Start Provided data

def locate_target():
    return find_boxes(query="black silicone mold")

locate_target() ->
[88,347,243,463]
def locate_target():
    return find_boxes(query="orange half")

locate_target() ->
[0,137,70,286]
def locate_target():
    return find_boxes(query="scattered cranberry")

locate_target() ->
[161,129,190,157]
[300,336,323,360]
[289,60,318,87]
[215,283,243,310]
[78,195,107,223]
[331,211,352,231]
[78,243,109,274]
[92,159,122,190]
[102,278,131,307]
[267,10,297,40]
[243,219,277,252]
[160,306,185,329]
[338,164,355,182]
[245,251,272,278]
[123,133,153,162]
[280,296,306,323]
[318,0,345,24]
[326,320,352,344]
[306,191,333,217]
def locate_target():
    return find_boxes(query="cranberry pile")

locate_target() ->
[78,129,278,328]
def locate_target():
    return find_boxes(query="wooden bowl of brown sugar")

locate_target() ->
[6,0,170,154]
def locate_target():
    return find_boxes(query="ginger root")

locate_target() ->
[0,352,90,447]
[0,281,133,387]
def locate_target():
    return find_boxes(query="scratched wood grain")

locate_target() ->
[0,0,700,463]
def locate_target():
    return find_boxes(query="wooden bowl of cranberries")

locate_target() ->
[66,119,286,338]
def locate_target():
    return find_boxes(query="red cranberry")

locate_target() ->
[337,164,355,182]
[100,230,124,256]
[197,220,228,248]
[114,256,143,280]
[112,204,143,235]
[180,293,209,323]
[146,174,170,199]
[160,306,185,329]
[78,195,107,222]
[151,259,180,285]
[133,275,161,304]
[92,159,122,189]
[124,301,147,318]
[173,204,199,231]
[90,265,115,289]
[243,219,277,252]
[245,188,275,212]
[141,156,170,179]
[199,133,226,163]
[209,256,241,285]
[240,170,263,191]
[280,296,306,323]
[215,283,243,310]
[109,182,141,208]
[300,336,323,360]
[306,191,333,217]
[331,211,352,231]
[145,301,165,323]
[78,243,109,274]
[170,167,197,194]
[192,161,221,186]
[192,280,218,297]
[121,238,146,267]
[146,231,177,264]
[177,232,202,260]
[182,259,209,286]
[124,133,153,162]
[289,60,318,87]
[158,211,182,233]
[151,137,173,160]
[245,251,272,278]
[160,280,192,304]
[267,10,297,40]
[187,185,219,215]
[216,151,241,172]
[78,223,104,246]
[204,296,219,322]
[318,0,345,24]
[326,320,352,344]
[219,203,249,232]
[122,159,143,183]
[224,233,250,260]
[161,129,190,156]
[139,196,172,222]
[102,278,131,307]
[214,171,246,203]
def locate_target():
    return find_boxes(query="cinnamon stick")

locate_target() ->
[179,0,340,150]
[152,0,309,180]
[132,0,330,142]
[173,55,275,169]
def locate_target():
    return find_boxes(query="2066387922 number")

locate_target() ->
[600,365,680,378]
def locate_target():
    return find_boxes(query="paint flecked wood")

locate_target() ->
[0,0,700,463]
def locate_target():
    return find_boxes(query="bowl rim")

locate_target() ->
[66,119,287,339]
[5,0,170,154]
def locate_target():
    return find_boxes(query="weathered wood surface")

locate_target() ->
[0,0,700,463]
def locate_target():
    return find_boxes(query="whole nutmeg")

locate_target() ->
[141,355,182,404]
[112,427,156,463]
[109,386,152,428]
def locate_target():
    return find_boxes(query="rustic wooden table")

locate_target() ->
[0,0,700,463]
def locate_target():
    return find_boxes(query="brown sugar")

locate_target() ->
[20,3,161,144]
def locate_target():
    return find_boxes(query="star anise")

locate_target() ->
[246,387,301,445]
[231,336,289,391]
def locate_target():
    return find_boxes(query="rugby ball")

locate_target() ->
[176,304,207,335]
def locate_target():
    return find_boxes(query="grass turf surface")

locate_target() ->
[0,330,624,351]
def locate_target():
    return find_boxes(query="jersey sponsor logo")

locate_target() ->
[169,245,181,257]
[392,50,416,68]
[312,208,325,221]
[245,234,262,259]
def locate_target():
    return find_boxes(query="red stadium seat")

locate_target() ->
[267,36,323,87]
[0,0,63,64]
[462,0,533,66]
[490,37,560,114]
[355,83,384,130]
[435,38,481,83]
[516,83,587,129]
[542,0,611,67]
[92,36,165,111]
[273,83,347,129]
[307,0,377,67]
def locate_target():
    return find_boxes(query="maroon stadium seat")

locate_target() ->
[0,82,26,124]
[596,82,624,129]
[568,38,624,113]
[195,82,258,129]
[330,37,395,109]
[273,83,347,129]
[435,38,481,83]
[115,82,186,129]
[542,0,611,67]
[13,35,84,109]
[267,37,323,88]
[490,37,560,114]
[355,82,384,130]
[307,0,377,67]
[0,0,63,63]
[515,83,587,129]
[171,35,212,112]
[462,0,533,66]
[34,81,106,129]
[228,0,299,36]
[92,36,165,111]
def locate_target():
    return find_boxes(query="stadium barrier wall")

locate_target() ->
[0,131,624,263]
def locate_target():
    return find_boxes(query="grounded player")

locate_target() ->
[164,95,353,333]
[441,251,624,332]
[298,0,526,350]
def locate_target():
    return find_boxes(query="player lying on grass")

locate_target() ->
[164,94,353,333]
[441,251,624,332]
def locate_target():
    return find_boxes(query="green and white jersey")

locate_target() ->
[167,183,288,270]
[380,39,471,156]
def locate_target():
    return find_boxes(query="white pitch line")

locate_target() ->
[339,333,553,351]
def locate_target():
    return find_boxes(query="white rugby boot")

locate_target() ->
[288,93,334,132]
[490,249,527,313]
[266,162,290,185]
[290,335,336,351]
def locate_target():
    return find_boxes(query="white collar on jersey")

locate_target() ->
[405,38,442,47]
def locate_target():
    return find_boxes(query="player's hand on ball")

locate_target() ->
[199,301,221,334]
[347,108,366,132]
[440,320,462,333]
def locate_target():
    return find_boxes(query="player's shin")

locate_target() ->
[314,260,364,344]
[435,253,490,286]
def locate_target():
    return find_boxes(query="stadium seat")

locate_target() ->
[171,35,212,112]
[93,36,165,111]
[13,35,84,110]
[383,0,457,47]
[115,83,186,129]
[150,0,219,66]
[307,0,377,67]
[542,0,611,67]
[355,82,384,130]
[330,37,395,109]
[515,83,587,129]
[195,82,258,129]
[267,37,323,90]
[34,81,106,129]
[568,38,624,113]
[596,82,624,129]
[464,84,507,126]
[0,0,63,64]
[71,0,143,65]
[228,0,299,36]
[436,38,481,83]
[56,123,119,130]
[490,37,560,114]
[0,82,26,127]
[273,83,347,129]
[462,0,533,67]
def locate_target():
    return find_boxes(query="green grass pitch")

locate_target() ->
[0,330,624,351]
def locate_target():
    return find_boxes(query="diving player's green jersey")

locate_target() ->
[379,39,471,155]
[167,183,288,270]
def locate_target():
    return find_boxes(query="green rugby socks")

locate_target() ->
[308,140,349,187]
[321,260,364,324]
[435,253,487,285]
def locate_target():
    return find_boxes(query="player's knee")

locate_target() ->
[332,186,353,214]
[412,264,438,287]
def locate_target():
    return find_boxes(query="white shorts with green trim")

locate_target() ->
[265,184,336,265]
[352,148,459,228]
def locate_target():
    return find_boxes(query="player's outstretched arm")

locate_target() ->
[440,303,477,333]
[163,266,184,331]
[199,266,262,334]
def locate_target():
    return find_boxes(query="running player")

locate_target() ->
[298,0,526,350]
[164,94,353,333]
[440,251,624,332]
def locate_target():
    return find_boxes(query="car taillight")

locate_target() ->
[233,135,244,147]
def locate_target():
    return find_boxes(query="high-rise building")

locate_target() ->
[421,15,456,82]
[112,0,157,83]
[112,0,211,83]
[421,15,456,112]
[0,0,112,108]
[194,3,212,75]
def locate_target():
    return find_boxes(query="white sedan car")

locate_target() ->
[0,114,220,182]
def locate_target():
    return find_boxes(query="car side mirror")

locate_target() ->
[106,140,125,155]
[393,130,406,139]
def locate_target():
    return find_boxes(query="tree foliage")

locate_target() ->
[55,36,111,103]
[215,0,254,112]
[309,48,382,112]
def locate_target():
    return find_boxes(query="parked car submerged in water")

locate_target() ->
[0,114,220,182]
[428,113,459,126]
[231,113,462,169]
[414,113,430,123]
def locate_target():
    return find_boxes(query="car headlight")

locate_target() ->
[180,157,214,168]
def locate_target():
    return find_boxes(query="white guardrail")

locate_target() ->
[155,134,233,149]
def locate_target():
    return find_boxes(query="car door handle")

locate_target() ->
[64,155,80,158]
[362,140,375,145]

End Provided data

Given request: Please extract each line of the material above that contains the word "brown". Case counts.

Worked solution:
    return find_boxes(query="wooden bowl of brown sugar")
    return find_boxes(query="brown sugar")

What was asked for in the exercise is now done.